**Information supplied:**
+-------+

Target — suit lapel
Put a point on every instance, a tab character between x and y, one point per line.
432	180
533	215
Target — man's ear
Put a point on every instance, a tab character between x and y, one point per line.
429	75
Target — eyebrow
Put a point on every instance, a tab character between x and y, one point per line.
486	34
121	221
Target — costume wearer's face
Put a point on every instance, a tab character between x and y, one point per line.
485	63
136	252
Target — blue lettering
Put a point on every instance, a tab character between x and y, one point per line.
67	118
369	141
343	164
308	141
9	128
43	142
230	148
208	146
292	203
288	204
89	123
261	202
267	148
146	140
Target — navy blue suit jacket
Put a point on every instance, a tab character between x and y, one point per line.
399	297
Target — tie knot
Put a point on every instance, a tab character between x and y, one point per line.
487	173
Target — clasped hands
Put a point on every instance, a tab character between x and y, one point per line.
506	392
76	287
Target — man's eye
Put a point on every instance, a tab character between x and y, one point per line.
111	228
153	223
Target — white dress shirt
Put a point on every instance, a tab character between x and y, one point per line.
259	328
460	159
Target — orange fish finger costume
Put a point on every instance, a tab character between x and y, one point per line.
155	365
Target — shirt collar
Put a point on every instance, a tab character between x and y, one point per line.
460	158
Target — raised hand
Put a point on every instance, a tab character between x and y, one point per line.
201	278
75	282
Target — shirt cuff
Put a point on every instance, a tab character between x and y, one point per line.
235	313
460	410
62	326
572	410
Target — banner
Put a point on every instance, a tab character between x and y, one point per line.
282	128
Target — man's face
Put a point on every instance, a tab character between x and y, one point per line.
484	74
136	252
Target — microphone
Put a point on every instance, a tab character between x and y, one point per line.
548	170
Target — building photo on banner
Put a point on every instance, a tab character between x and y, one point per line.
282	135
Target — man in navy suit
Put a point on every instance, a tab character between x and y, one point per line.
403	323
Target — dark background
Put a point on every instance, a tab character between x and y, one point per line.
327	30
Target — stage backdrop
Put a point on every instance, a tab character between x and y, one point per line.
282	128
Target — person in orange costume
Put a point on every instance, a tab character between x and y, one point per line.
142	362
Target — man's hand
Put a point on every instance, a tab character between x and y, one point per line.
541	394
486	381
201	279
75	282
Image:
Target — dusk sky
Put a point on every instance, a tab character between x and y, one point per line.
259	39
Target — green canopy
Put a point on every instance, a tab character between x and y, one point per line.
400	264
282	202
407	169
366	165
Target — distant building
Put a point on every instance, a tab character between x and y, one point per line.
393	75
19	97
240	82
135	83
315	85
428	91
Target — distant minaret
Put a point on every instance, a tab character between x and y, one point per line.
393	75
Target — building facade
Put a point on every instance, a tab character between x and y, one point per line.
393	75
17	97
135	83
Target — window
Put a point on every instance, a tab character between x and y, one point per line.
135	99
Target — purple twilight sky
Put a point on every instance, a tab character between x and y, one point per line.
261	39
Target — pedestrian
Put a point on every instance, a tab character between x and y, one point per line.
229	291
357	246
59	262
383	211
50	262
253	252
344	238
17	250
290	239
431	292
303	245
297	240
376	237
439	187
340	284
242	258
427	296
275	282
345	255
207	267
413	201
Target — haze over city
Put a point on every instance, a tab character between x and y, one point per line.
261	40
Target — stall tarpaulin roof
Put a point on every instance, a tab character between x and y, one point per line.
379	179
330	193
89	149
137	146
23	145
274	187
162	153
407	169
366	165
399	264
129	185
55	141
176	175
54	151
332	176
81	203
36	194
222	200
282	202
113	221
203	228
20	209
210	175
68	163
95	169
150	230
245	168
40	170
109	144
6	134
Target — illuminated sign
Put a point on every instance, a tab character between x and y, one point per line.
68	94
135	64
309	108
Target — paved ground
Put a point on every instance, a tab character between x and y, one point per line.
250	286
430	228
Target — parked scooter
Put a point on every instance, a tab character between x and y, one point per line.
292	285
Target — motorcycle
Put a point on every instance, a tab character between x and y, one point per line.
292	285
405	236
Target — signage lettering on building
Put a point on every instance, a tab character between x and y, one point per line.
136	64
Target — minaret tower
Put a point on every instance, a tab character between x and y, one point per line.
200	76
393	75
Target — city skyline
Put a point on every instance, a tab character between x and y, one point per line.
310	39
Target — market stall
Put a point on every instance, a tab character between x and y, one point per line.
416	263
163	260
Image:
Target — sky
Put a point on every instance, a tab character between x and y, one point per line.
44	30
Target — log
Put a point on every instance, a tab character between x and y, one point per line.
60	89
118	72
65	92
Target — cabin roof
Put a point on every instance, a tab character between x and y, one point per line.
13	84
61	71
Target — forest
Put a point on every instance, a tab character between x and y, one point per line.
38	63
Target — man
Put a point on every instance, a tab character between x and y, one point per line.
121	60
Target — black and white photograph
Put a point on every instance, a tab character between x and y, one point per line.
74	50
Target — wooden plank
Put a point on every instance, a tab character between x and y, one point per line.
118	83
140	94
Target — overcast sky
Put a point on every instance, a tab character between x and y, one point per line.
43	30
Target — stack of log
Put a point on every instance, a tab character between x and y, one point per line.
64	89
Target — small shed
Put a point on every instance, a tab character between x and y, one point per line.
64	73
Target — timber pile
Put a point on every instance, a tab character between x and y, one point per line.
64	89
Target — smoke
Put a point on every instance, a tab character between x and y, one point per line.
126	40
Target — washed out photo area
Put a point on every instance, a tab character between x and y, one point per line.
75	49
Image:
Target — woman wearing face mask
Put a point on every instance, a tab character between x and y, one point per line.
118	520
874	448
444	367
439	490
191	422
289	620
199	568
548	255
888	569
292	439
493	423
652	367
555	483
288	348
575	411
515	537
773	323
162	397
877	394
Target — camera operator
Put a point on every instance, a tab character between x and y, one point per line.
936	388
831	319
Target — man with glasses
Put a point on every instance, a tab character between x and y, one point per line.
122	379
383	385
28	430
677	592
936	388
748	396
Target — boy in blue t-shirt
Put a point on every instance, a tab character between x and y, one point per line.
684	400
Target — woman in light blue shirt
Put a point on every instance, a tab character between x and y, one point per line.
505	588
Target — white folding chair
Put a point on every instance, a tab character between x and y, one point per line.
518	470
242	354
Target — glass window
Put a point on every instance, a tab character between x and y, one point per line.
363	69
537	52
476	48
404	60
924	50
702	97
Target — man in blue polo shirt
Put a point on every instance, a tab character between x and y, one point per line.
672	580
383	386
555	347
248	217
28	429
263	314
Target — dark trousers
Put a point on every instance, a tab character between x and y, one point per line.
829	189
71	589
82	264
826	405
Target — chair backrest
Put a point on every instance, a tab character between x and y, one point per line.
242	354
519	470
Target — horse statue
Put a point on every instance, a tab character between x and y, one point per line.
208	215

+-------+

**What the exercise asks:** All of the lines above that carry the string "blue" need to be found and copied.

**Your response:**
Target — blue lettering
Target — navy blue suit jacket
Target — boy in blue t-shirt
Target — woman in light blue shirt
Target — man in blue polo shirt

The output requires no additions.